Comment peut-on rétablir la crédibilité budgétaire?

Jean-Pierre Petit

L’acquisition progressive de fiabilité supposerait le transfert de souveraineté à des experts indépendants.

PLUS DE CREDIBILITE EN SUIVANT :

Il existe d’ores et déjà des instances indépendantes d’évaluation budgétaire. Ainsi en va-t-il des Cours des Comptes nationales, mais leur rôle est essentiellement ex-post. De même existe-t-il les agences de prévisions budgétaires rattachées aux Parlements, comme le Congressionnal Budget Office aux Etats-Unis, mais celles-ci se contentent en général de faire des prévisions stricto sensu (à politique inchangée ou en cas de nouvelles mesures) mais n’entrent pas dans le débat de politique économique.

L’objet d’un tel organisme va bien au-delà; il s’agit de fournir des hypothèses macro plus réalistes (et d’établir éventuellement les soldes structurels), de formuler les trajectoires de dettes, rappeler les engagements hors bilans et les engagements contingents, projeter les implications de la politique en cours sur la dette future et sa soutenabilité, éventuellement mesurer ou évaluer ex-post le coût ou économie budgétaire de certaines mesures, voire apprécier ex-ante leur bien fondé.

Lignes fournies:
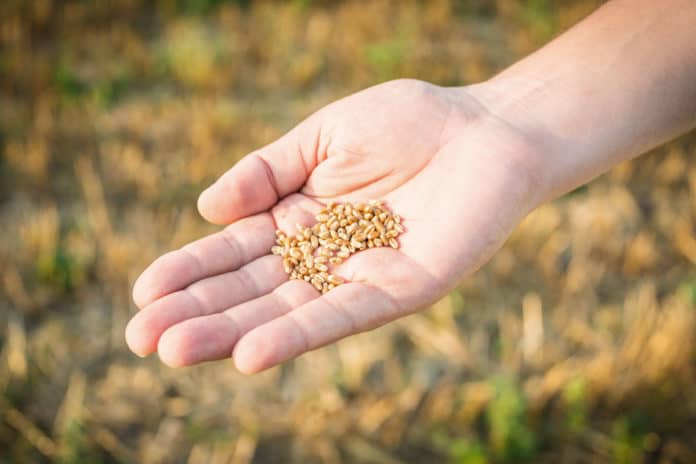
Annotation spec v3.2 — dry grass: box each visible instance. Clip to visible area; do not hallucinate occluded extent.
[0,0,696,464]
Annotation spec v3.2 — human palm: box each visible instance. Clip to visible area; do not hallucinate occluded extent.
[126,80,533,373]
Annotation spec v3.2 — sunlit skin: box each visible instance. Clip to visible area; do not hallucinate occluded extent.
[127,80,532,372]
[126,0,696,373]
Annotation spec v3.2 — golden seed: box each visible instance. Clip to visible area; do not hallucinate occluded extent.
[271,200,404,293]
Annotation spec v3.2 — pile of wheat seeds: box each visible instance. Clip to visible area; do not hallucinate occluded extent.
[271,200,404,293]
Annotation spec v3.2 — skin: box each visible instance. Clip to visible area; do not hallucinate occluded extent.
[126,0,696,373]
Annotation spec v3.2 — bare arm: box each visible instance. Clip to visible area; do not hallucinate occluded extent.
[475,0,696,200]
[126,0,696,373]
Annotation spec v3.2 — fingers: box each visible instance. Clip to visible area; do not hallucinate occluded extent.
[133,214,275,308]
[198,115,319,224]
[233,283,402,374]
[126,255,287,356]
[157,280,319,367]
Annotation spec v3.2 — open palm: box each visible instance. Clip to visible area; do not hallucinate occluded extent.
[126,80,534,373]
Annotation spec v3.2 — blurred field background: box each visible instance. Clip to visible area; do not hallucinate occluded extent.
[0,0,696,464]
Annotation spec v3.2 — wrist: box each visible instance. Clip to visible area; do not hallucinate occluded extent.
[468,74,626,203]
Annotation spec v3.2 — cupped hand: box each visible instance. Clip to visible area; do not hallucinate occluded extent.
[126,80,537,373]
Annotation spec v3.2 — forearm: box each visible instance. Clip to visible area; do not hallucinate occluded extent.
[476,0,696,199]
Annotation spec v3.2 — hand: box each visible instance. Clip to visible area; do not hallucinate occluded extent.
[126,80,537,373]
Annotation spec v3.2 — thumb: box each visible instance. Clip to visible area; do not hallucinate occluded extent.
[198,115,320,224]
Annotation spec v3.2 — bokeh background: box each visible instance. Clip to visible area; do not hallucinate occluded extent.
[0,0,696,464]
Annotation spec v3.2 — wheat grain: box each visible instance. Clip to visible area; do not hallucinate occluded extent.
[271,200,404,293]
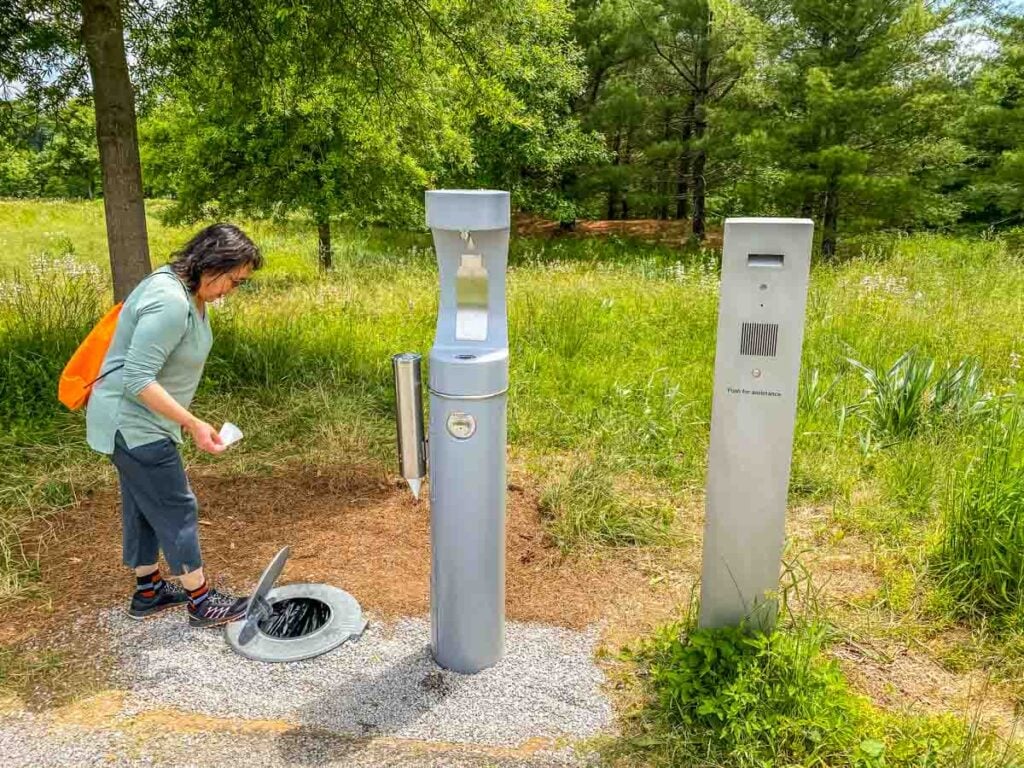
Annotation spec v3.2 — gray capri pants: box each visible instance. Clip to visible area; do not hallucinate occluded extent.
[111,432,203,575]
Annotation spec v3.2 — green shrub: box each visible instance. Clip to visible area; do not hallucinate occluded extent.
[609,614,1021,768]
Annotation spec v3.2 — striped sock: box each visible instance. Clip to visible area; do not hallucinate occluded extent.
[135,568,164,599]
[188,581,210,609]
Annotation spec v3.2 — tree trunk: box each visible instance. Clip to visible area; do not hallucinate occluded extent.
[676,101,693,220]
[690,89,708,243]
[82,0,153,301]
[821,178,839,260]
[606,131,623,221]
[316,217,334,269]
[690,8,712,243]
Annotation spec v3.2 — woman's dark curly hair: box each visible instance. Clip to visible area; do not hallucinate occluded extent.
[169,223,263,293]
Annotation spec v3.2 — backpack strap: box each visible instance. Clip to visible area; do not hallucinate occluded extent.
[86,271,190,387]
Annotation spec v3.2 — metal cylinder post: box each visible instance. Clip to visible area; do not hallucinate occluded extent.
[391,352,427,499]
[426,190,510,674]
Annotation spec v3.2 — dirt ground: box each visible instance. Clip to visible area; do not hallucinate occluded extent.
[0,466,695,643]
[0,465,1015,733]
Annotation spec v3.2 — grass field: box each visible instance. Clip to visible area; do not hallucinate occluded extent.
[0,201,1024,766]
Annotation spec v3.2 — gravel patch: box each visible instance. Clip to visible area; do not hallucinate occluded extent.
[103,611,612,746]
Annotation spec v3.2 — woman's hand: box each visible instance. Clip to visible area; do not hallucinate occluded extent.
[186,419,227,454]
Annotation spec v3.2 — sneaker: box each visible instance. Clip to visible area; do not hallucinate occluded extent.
[188,589,249,627]
[128,580,188,620]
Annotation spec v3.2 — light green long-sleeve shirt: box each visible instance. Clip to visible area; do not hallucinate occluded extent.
[85,266,213,454]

Exercices proposés:
1. Répondez à ces questions d'après l'extrait sur la crédibilité budgétaire :
(a) Que supposerait l'acquisition progressive de fiabilité ?
(b) Quel est essentiellement le rôle des Cours des Comptes nationales ?
(c) Dans quel débat les agences de prévisions budgétaires rattachées aux Parlements n'entrent-elles pas en général ?
2. Poursuivez l'extrait sur la crédibilité budgétaire après sa dernière phrase, dans le même registre technique.
Les lignes ci-dessus n'ont aucun rapport avec l'extrait sur la crédibilité budgétaire.

Réponses:
1.
(a) Le transfert de souveraineté à des experts indépendants.
(b) Un rôle essentiellement ex-post.
(c) Le débat de politique économique.

2.
Le transfert d’une partie de la souveraineté budgétaire du Parlement (ou du moins des autorités politiques légitimes) à des Comités indépendants peut surprendre. Mais le parallèle avec la politique monétaire est saisissant. Après des années de déséquilibre inflationniste dans les années 70, le retour progressif à la crédibilité monétaire était passé par l’octroi de l’indépendance aux banques centrales afin de garantir l’intangibilité du choix anti-inflationniste. Aujourd’hui, après des années de dérives budgétaires dans un grand nombre de pays, l’acquisition progressive d’une crédibilité budgétaire supposerait le transfert de souveraineté à des experts indépendants.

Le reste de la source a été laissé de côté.